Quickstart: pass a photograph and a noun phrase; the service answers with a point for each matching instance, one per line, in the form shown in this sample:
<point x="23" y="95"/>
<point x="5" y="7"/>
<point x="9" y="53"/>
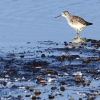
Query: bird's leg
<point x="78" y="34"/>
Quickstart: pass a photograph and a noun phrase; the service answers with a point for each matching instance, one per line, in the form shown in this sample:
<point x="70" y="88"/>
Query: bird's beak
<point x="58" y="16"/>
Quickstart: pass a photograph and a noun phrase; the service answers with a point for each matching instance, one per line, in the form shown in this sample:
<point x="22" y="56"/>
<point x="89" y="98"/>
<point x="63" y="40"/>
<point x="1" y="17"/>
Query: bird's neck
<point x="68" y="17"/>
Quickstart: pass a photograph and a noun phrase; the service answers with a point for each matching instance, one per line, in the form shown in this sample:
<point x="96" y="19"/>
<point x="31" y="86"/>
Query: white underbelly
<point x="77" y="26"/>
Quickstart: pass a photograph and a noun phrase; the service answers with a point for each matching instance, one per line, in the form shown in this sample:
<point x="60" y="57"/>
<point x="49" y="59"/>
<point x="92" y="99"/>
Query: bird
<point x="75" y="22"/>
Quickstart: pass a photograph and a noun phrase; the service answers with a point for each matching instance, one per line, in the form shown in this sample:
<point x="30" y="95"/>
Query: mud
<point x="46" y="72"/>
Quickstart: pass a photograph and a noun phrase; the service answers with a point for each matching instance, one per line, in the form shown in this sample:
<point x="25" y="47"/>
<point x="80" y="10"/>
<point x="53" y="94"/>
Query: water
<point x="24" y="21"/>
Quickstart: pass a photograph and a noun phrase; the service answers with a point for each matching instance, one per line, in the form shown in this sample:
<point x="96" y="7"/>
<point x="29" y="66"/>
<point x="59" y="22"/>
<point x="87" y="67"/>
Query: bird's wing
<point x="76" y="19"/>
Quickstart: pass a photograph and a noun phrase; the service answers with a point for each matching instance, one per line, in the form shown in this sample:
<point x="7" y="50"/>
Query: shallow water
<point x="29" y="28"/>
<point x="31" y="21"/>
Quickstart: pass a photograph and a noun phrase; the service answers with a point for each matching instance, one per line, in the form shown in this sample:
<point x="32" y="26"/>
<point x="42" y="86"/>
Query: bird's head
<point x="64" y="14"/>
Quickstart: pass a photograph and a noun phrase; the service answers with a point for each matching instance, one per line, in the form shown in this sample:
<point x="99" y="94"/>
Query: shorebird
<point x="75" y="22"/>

Task statement:
Reproduce the material in its entirety and word for word, without the pictures.

Response:
Quickstart: pass a photograph and a noun phrase; the service answers with a point for each matching instance, one per line, in the form shown in this sample:
<point x="23" y="95"/>
<point x="5" y="7"/>
<point x="9" y="53"/>
Query: bird's leg
<point x="78" y="34"/>
Quickstart: pass a photograph and a noun phrase; the service answers with a point for each matching instance, one per line, in the form shown in this sample:
<point x="70" y="88"/>
Query: bird's beak
<point x="58" y="16"/>
Quickstart: pass a photograph and a noun phrase; the service answers with a point for each matching instance, one per line, in the form shown in this sample:
<point x="22" y="56"/>
<point x="89" y="98"/>
<point x="63" y="40"/>
<point x="1" y="17"/>
Query: bird's neck
<point x="68" y="17"/>
Quickstart: pass a photograph and a noun phrase; the service answers with a point for each matching instance, one per line, in the form shown in this sample:
<point x="96" y="19"/>
<point x="31" y="86"/>
Query: white underbelly
<point x="77" y="26"/>
Quickstart: pass a photograph and a noun phrase; the service answers with a point for each matching instance, one per line, in the form shown in this sample:
<point x="60" y="57"/>
<point x="49" y="59"/>
<point x="92" y="99"/>
Query: bird
<point x="75" y="22"/>
Quickstart: pass a photograph and a noun phrase; the service answers with a point for each matching instance, one per line, in the form shown in this sample:
<point x="30" y="95"/>
Query: mud
<point x="46" y="72"/>
Quickstart: pass a photograph and a noun phrase; the service answers with a point for each matching instance, one per line, in the form shown in this sample:
<point x="25" y="47"/>
<point x="80" y="10"/>
<point x="53" y="94"/>
Query: water
<point x="24" y="21"/>
Quickstart: pass a photograph and a noun phrase; the service answers with a point for each matching instance, one per line, in the form shown in this sample:
<point x="96" y="7"/>
<point x="29" y="66"/>
<point x="59" y="22"/>
<point x="87" y="67"/>
Query: bird's wing
<point x="76" y="19"/>
Quickstart: pass a photograph and a noun phrase; the service answers with a point for each matching instance, one per line, in the form shown in this sample:
<point x="7" y="50"/>
Query: shallow water
<point x="29" y="28"/>
<point x="31" y="21"/>
Quickstart: pass a photograph and a noun phrase; the service answers with a point for each matching instance, one per line, in the form shown in this sample:
<point x="32" y="26"/>
<point x="42" y="86"/>
Query: bird's head
<point x="64" y="14"/>
Quickstart: pass a photograph and a noun phrase; the service answers with a point for each matching instance, one per line, in the form shown in this sample:
<point x="99" y="94"/>
Query: shorebird
<point x="75" y="22"/>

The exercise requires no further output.